Request
In the account of John Nixon below, on what date did he resign his commission?

John Nixon (March 1, 1727 – March 24, 1815) was an American brigadier general in the Continental Army during the American Revolutionary War.

He was born in Framingham, Massachusetts, on March 1, 1727, to Christopher and Mary Nixon. In 1755 he served in the Massachusetts militia during Sir William Johnson's campaign against the French during the French and Indian War.

In 1775 Nixon had moved to Sudbury, Massachusetts, and was a captain of the town's Minutemen whom he led at the Battles of Lexington and Concord. He and his men fought at Bunker Hill on June 17, 1775, his unit was one of the last to leave the field. After the battle Nixon was promoted to colonel of the 6th Massachusetts Regiment. Col. Nixon's regiment was placed into Gen. John Sullivan's brigade and took part in the New York and New Jersey campaign during 1776. In August 1776, Nixon was promoted to brigadier general, and he commanded a brigade consisting of the 3rd, 5th, 6th and 7th, and 8th Massachusetts Regiments.  He led his brigade in the Battle of Harlem Heights and later in the Saratoga Campaign, when it was reinforced by Cogswell's, Gage's and Mays's regiments of Militia. Nixon's brigade  was involved in the Battle of Bemis Heights in October 1777, and took part in the final assault; during this attack a cannonball passed so close to his head that his sight and hearing were affected the rest of his life. Nixon resigned his commission September 12, 1780.

Information shown
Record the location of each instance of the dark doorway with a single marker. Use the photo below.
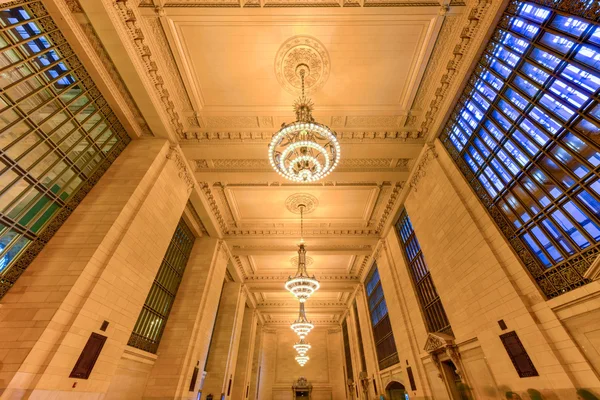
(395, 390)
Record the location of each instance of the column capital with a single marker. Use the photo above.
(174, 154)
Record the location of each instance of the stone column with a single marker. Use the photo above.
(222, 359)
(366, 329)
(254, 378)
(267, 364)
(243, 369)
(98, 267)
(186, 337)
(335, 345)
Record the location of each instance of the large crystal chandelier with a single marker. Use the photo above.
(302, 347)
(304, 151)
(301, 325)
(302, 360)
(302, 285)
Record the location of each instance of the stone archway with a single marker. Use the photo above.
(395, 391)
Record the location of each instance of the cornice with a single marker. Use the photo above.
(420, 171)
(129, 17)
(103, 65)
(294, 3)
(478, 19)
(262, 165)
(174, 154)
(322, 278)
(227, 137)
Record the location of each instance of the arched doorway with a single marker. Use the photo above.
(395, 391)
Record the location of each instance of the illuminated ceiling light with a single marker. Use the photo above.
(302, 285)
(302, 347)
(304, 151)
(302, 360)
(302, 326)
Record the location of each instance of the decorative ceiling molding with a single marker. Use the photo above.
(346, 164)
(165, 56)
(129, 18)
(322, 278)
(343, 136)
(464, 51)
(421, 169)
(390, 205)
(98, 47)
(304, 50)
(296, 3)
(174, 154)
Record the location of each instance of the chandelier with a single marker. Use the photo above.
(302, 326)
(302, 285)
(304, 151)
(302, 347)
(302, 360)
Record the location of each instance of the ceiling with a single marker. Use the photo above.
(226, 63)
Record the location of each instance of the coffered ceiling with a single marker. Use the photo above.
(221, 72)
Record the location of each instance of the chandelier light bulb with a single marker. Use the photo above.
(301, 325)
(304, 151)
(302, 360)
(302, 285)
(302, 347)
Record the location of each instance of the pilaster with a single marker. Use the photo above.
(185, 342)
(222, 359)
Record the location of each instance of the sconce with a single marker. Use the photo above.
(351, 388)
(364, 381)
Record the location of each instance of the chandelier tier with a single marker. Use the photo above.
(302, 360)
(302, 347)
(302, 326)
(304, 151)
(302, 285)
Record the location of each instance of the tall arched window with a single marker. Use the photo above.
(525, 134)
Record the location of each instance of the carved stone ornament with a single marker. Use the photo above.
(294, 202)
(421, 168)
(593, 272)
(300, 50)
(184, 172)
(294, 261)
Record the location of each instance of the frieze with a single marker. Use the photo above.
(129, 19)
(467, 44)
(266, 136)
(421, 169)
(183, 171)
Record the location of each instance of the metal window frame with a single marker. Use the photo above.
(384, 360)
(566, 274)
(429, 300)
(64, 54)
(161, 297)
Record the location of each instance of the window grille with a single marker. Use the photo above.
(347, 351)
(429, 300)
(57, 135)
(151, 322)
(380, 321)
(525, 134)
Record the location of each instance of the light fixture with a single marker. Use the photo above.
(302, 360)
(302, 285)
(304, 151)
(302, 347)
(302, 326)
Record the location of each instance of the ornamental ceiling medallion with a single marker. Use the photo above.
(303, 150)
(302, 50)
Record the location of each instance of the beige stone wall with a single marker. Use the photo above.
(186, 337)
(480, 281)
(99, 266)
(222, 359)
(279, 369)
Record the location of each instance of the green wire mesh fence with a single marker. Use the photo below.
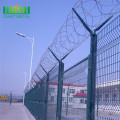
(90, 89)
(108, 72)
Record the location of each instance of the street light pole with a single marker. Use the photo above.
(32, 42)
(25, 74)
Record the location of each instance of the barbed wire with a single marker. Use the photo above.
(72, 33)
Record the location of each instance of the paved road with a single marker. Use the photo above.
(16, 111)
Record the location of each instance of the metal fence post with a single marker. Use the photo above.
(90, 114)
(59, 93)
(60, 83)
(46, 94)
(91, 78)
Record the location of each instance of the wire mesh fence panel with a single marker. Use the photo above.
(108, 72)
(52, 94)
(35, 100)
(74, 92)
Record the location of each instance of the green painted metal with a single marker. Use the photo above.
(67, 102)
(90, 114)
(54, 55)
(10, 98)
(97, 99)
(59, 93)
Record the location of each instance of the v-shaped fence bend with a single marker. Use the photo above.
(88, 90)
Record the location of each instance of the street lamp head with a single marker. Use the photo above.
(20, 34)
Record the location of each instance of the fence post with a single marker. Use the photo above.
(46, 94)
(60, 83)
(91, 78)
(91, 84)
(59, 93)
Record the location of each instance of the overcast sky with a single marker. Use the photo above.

Solution for this task
September 12, 1780